━━ Given entries

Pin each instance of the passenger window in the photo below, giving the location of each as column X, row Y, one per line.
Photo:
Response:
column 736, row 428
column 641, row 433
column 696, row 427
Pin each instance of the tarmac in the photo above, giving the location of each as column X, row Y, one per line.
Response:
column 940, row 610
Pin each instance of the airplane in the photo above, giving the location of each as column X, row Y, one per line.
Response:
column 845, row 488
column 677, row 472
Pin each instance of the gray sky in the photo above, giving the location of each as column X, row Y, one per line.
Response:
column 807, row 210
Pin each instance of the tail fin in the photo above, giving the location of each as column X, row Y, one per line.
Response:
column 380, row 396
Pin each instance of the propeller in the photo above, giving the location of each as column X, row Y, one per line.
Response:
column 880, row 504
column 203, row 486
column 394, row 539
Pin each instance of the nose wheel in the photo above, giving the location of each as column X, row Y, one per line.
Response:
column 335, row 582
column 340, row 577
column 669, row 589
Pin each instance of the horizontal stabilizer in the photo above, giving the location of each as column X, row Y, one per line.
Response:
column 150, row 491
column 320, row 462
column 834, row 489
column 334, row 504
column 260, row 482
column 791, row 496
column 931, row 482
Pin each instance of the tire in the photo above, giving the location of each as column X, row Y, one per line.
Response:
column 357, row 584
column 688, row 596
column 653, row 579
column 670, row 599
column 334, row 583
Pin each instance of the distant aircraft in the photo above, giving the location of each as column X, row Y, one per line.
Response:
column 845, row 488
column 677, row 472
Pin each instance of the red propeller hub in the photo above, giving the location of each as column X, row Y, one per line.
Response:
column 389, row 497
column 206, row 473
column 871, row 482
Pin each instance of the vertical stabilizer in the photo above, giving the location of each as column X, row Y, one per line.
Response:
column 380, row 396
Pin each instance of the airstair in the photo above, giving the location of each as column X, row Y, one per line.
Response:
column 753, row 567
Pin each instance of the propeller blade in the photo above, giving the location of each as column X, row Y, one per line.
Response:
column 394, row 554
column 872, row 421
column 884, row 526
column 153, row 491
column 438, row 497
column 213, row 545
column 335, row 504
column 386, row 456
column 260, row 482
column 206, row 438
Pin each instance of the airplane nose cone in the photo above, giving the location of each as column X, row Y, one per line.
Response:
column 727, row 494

━━━━

## What to do
Convert the lines between the one holding "Pin each instance of the propeller in" and the one holding "column 669, row 589", inclusive, into a numbered list with any blank lines omitted.

## Solution
1. Pin each instance of the propeller in the photo above, giving the location of each as column X, row Y, one per line.
2. Response:
3. column 880, row 504
4. column 203, row 486
5. column 394, row 539
6. Pin each instance of the nose wheel in the photo above, giving the location of each as column X, row Y, one per line.
7. Response:
8. column 335, row 582
9. column 340, row 577
10. column 669, row 589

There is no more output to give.